**** RECORDS PROVIDED

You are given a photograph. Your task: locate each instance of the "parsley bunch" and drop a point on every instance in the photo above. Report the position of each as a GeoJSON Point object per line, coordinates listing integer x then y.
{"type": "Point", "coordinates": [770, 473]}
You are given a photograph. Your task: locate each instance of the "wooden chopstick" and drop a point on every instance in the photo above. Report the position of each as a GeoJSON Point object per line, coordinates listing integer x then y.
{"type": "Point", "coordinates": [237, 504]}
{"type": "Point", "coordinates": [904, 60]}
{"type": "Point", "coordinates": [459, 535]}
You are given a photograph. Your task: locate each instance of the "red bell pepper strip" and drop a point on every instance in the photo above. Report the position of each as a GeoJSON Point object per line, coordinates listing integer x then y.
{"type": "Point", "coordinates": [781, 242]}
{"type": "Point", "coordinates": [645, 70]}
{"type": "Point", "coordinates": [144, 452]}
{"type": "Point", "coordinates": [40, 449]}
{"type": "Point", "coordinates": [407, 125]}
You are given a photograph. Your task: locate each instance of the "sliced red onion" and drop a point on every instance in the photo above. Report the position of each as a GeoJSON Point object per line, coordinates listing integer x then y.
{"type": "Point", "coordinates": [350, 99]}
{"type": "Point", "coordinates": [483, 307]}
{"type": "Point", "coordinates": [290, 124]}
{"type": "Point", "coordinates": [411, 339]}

********

● EXERCISE DESCRIPTION: Retype the data exactly as given.

● RESULT BELOW:
You are given a photograph. Your task: locate each instance of the "parsley bunch" and drop a point on every instance in the photo above. Report the position of each as a GeoJSON Point object per line, coordinates listing integer x then y.
{"type": "Point", "coordinates": [770, 473]}
You are given a photograph. Your task: locate each instance of the "wooden chopstick" and drop a point on every instance in the photo above. Report the position of each as a GeoJSON Point object per line, coordinates listing integer x then y.
{"type": "Point", "coordinates": [237, 504]}
{"type": "Point", "coordinates": [904, 60]}
{"type": "Point", "coordinates": [459, 535]}
You are given a photograph. Your task: locate each instance of the "red bell pepper strip" and drop a point on every instance in the photo above. Report the position of each as a GeoJSON Point object per line, coordinates listing integer x then y.
{"type": "Point", "coordinates": [781, 242]}
{"type": "Point", "coordinates": [645, 70]}
{"type": "Point", "coordinates": [144, 452]}
{"type": "Point", "coordinates": [40, 449]}
{"type": "Point", "coordinates": [407, 125]}
You are given a photograph. Your task: locate each instance of the "sliced red onion" and drop a point on every instance in the photo above. Report the position of each as a GeoJSON Point object per line, coordinates listing integer x then y.
{"type": "Point", "coordinates": [350, 99]}
{"type": "Point", "coordinates": [483, 307]}
{"type": "Point", "coordinates": [290, 124]}
{"type": "Point", "coordinates": [411, 339]}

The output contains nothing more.